● **Given text**
Such attribution is not without consequence. For example, some insurance policies may not cover expenses related to indirect deaths because the deaths were attributed to a “disaster,” for which payouts may be exempt. Conversely, a life insurance policy that would not otherwise cover suicides may be compelled to cover a disaster-related death if coverage extended to death in natural calamities. Attribution of death to a disaster has in the past enabled families to avail themselves of various tangible assistance provisions offered by the Federal Emergency Management Agency, including funeral assistance, although funds appropriated via the Coronavirus Aid, Relief, and Economic Security Act have not been allocated for funeral assistance during the COVID-19 pandemic (19).

Proposed Solution

Given the importance of COVID-19 attribution on the death certificate and absence of current federal guidelines on the matter, coordinated efforts to improve reporting at the institutional, city, and state levels are urgently warranted. Applying the CDC's “but for” test to include “COVID-19” in part II or question 43 is therefore a simple and feasible intervention that may greatly improve the reporting of indirect death, albeit with significant legal, financial, and political ramifications.

● **Questions on the material**
1 > In the passage on attributing deaths to COVID-19, which CDC test does the proposed solution apply for including "COVID-19" in part II or question 43?
2 > Continue the passage on attributing deaths to COVID-19 on death certificates, starting after its last sentence.

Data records
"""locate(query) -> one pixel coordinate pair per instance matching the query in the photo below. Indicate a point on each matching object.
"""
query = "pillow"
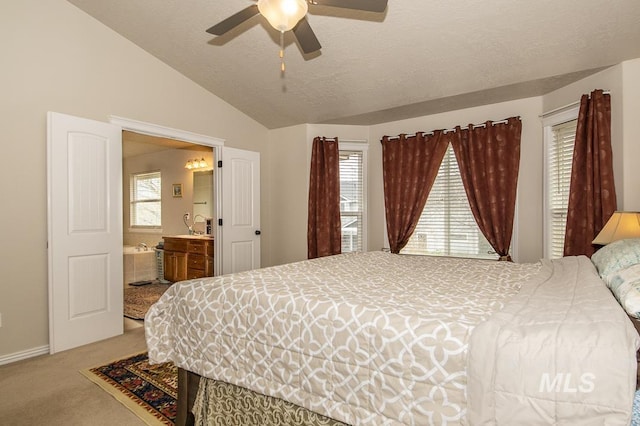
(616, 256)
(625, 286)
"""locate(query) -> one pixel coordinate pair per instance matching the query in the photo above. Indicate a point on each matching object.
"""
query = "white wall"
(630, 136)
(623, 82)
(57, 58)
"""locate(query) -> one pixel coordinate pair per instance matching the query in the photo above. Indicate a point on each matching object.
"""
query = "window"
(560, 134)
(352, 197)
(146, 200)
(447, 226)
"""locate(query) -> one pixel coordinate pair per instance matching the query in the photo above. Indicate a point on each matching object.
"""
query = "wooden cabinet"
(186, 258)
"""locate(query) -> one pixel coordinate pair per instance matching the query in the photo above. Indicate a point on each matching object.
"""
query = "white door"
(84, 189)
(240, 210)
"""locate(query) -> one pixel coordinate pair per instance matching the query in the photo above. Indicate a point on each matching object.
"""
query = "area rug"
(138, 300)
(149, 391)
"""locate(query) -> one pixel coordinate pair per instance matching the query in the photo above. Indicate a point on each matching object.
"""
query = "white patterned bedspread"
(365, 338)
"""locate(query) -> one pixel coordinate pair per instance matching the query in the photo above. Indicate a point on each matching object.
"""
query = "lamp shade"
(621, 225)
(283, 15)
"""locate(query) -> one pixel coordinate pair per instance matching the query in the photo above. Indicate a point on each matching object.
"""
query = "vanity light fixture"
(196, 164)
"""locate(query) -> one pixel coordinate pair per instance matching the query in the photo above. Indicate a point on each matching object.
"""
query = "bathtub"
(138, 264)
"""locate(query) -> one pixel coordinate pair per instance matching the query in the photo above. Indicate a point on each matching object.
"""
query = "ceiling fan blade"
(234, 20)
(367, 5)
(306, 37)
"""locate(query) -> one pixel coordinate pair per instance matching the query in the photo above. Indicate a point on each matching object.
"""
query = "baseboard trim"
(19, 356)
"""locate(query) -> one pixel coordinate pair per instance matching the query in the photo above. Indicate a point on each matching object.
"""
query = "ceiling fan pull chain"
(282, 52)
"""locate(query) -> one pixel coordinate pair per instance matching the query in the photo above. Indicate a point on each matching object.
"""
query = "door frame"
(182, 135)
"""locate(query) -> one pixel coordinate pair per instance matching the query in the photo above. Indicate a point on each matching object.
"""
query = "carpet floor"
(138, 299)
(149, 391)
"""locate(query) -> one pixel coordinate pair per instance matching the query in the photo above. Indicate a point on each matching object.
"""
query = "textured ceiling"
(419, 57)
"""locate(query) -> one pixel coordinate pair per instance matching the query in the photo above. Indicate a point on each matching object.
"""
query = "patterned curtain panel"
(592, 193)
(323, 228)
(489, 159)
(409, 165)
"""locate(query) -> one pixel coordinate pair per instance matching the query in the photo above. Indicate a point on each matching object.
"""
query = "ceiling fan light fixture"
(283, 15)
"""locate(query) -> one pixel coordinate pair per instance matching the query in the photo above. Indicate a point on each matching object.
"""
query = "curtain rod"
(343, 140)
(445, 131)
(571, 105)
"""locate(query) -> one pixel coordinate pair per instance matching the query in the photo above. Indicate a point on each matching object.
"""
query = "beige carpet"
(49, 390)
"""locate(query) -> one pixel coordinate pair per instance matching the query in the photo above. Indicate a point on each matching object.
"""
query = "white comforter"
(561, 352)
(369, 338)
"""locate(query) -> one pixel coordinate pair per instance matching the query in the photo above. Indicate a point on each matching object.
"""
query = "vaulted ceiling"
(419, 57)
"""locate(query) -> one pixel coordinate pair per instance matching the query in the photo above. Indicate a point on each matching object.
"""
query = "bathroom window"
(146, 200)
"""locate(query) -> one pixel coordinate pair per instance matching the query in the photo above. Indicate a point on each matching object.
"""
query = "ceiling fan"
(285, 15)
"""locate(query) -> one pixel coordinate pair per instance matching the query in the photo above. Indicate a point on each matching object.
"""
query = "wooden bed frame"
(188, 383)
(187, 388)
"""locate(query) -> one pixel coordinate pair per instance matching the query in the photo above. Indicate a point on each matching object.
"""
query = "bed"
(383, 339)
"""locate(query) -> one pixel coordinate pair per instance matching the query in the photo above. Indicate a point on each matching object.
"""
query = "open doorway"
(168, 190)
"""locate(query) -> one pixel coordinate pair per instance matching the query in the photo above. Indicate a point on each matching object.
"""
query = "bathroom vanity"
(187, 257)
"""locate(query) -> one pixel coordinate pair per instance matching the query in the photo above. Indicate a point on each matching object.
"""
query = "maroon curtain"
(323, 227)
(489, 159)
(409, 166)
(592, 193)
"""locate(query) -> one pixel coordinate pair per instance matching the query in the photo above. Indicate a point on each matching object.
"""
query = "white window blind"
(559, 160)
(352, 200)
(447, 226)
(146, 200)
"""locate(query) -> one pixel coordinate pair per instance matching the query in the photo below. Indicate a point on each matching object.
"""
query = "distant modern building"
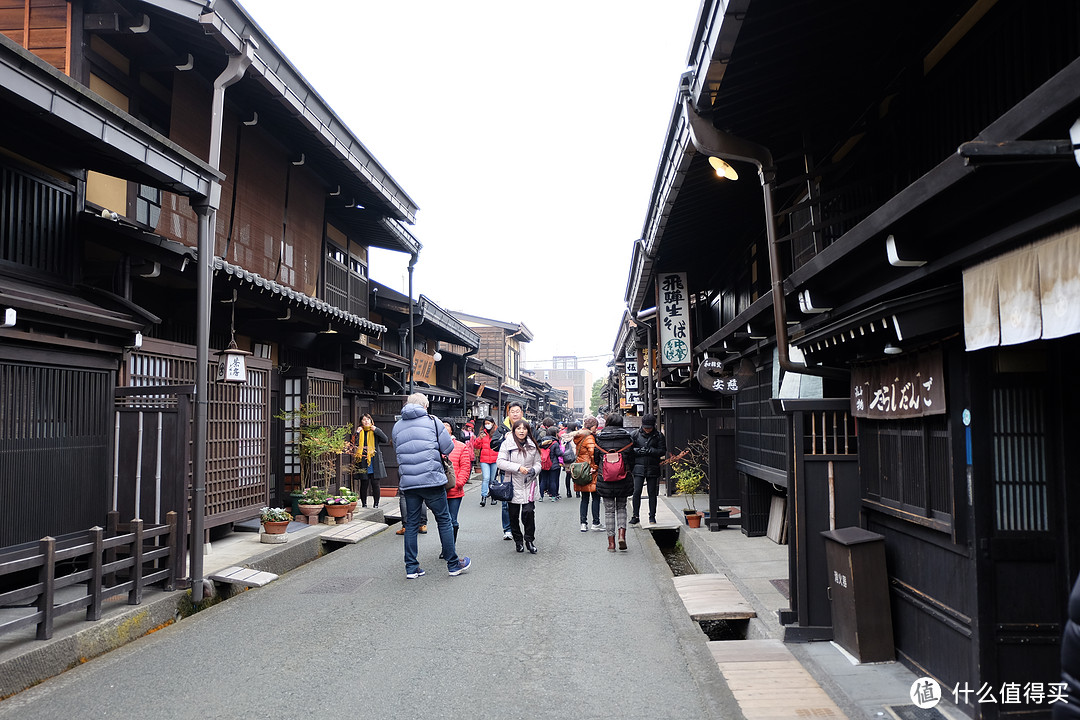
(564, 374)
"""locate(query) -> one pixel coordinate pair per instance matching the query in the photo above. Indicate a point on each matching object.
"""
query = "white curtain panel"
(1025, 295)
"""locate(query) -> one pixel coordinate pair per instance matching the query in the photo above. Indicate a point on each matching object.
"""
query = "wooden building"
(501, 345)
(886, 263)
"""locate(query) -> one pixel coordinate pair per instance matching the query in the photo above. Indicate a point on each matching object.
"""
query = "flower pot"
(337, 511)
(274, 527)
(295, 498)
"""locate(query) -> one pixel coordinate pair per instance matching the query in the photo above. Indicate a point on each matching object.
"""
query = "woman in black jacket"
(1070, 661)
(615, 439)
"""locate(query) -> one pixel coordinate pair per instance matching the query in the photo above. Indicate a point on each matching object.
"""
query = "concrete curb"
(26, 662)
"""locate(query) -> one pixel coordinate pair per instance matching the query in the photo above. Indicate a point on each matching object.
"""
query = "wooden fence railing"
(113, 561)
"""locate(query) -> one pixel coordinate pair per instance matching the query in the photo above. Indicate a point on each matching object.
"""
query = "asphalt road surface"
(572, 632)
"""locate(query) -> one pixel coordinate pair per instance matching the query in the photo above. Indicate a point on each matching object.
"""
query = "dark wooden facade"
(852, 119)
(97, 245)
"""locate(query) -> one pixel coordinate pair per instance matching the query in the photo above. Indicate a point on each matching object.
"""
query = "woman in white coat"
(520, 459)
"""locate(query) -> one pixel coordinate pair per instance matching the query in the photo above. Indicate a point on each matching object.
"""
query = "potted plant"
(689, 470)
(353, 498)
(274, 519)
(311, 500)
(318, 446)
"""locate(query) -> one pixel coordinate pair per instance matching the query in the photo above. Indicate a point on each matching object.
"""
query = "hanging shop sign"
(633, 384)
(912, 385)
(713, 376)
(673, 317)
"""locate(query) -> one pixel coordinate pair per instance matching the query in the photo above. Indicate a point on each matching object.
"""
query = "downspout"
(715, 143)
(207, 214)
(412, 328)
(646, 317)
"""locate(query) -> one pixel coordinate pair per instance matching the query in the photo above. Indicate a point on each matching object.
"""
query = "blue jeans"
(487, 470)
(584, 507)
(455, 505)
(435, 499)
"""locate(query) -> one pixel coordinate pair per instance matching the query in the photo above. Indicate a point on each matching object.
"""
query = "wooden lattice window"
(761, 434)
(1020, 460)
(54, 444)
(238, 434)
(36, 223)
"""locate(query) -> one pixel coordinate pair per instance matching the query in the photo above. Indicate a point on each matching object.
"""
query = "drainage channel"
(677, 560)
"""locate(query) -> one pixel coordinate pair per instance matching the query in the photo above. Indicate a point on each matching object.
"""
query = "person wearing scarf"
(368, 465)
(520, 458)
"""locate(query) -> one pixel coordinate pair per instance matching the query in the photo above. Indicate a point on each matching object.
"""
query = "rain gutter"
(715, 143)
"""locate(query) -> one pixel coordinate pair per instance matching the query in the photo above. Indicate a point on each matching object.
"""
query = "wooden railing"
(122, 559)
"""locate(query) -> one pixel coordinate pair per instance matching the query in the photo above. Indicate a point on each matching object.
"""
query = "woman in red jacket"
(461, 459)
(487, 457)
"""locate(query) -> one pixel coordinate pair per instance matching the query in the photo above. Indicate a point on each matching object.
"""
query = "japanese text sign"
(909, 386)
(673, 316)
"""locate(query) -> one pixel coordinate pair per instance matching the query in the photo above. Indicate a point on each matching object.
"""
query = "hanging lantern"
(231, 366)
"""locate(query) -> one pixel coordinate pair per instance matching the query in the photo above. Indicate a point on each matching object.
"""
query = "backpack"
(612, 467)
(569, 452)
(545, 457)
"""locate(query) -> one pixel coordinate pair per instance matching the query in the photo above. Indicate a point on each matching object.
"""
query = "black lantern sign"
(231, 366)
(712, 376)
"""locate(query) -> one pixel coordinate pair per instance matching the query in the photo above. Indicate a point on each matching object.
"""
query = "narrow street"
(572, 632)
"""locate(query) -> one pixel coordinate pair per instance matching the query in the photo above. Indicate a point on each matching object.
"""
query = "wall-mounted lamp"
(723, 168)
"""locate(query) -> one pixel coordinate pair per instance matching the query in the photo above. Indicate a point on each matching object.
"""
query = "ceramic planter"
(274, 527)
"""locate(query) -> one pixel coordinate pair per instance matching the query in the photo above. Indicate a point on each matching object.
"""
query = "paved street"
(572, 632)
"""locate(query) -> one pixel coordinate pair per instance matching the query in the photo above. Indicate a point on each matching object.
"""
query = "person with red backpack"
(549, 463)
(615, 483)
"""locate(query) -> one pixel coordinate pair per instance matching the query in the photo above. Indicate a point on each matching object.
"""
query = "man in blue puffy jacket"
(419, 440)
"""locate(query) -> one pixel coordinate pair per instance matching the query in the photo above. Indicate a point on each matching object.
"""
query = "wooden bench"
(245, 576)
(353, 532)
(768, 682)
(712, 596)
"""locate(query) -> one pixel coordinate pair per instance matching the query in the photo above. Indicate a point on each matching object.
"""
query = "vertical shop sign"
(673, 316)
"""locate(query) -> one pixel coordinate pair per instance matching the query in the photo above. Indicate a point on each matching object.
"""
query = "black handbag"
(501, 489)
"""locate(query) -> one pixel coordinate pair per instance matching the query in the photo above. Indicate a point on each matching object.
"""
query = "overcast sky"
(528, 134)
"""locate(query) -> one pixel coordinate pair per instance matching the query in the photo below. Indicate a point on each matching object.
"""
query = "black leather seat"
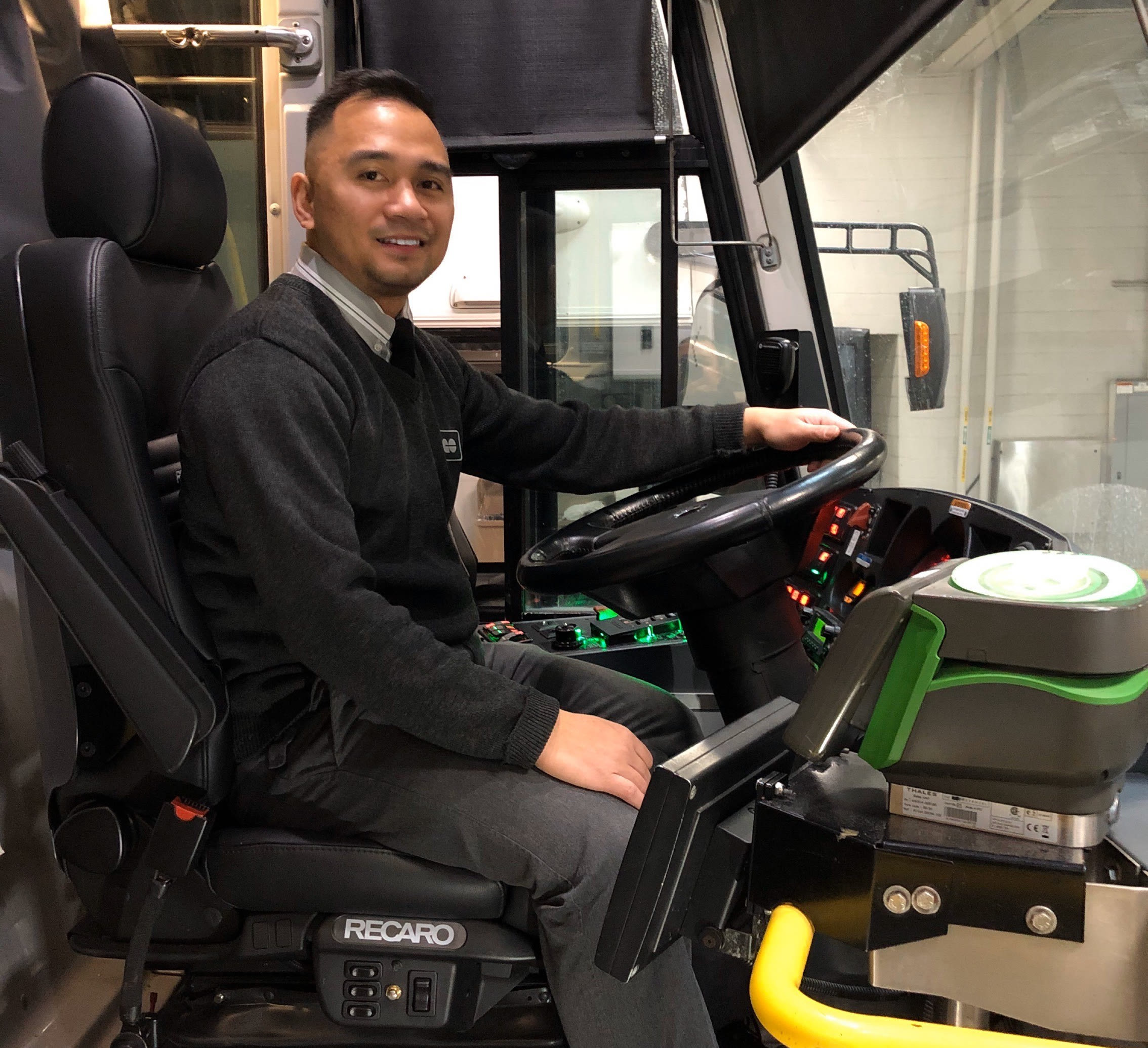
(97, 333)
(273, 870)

● **Answers to this exercise**
1 > The CDC's "but for" test.

2 >
Any guidelines on the matter published by public health departments should ideally be disseminated across key stakeholders involved in death certification, including junior physicians, other health care professionals, nursing homes, hospitals, hospital associations, medical societies, medical examiners, coroners, and funeral directors (9). Most providers have been required to take online training on COVID-19–related personal protection or clinical management guidelines. Requiring a short refresher training for death certification is not unreasonable given the salience of timely mortality surveillance.

Estimating Excess Deaths

Disaster mortality can also be estimated by comparing observed deaths versus expected mortality rates based on prior years. The difference between the 2, the “excess deaths,” includes direct deaths attributed to COVID-19; deaths from undiagnosed COVID-19; and, later in the pandemic as discussed before, indirect deaths from the effect of delayed care and disrupted livelihoods (20). As the pandemic continues for months or even years and intersects with other disasters, like the impending hurricane and wildfire season, causal attribution of indirect deaths will be harder or simply not knowable, necessitating the estimation of excess deaths to plan a timely, equitable response (21) (Figure).

Figure. Schematic representation of deaths due to the COVID-19 pandemic.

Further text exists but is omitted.